Irish nanny charged over baby's death to be released on bail

McCarthy will be confined to home and have to wear a GPS monitor and surrender her passport.

AN IRISH NANNY accused of killing a one-year-old Massachusetts girl in her care more than two years ago won provisional freedom today after a judge agreed to bail as authorities review medical evidence ahead of her trial.

Middlesex Superior Court Judge Maureen Hogan ruled that Aisling Brady McCarthy can be provisionally released on $15,000 bail. McCarthy will be confined to home and have to wear a GPS monitor and surrender her passport.

McCarthy’s lawyers said it was unclear exactly when she would walk free. She has been held at the state correctional facility in Framingham.

McCarthy’s trial has been postponed indefinitely as the state Medical Examiner’s Office reviews a finding that Rehma Sabir died of traumatic head injuries and that her January 2013 death was a homicide.

McCarthy was living illegally in the U.S. and taking care of the baby in the family’s Cambridge home. She has pleaded not guilty.

• • • • • • •

*USING THE INFORMATION:*
A) Answer these from the bail article:
(i) What amount of bail did the judge set?
(ii) Where has McCarthy been held?
(iii) In which city was the family's home?
B) Please extend the bail article with the next few sentences.
The material has no role in any of the work on the bail article.

• • • • • • •

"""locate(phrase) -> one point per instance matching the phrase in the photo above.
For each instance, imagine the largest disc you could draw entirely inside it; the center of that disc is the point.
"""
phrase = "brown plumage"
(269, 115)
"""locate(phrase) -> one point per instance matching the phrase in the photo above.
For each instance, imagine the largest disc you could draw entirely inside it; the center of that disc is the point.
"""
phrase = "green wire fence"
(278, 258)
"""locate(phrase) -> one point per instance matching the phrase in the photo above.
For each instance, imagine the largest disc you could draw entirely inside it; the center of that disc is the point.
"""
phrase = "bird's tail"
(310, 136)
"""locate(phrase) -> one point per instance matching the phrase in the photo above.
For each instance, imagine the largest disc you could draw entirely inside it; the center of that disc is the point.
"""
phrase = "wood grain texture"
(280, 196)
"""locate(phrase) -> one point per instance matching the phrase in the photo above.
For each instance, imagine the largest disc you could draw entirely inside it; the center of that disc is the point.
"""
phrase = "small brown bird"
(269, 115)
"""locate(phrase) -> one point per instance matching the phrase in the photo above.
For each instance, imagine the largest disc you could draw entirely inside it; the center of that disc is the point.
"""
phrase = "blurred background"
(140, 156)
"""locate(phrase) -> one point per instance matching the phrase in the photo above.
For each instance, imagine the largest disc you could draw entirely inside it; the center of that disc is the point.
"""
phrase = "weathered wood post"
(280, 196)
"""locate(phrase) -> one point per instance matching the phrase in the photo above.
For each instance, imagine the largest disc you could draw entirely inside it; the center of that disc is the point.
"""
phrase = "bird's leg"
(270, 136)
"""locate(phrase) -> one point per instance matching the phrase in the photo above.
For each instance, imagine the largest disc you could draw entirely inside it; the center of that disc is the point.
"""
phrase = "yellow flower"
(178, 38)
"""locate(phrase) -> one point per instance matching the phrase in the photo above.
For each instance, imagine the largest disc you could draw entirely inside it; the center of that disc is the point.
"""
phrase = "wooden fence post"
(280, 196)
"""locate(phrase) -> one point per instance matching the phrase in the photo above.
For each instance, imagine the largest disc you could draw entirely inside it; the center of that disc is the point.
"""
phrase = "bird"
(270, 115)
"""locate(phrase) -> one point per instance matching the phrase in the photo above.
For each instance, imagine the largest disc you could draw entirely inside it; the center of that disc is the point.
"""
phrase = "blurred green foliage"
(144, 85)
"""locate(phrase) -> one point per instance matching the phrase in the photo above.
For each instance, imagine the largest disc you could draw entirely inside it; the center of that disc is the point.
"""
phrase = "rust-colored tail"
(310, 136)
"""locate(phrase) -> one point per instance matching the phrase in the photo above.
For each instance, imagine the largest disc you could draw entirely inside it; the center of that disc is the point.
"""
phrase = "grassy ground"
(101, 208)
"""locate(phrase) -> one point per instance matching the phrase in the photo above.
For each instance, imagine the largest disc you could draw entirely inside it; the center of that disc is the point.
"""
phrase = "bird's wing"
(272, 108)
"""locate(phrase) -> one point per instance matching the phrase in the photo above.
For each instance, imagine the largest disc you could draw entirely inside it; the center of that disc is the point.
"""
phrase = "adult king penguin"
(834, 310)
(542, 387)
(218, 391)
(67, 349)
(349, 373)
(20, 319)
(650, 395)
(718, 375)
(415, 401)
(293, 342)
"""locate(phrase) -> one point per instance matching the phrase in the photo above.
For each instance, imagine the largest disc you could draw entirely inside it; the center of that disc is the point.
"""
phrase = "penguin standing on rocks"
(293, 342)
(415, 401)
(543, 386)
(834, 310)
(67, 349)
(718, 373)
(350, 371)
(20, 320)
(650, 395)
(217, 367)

• • • • • • •

*ANSWERS BELOW:*
A)
(i) $15,000
(ii) At the state correctional facility in Framingham
(iii) Cambridge

B)
Despite assurances from federal immigration officials that if McCarthy wore a GPS monitor, she’d still be considered to be in state custody and would not be deported back to Ireland, prosecutor Patrick Fitzgerald said the government still considered McCarthy to be a flight risk.

The coroner’s office said it thinks its review will take at least another month to complete, and Hogan said based on that timetable, the trial could start in early July.

Her lawyers had tried unsuccessfully in October to secure her release.

Her lawyers tried unsuccessfully in October to secure her release, saying she was willing to surrender her passport and be subject to GPS monitoring.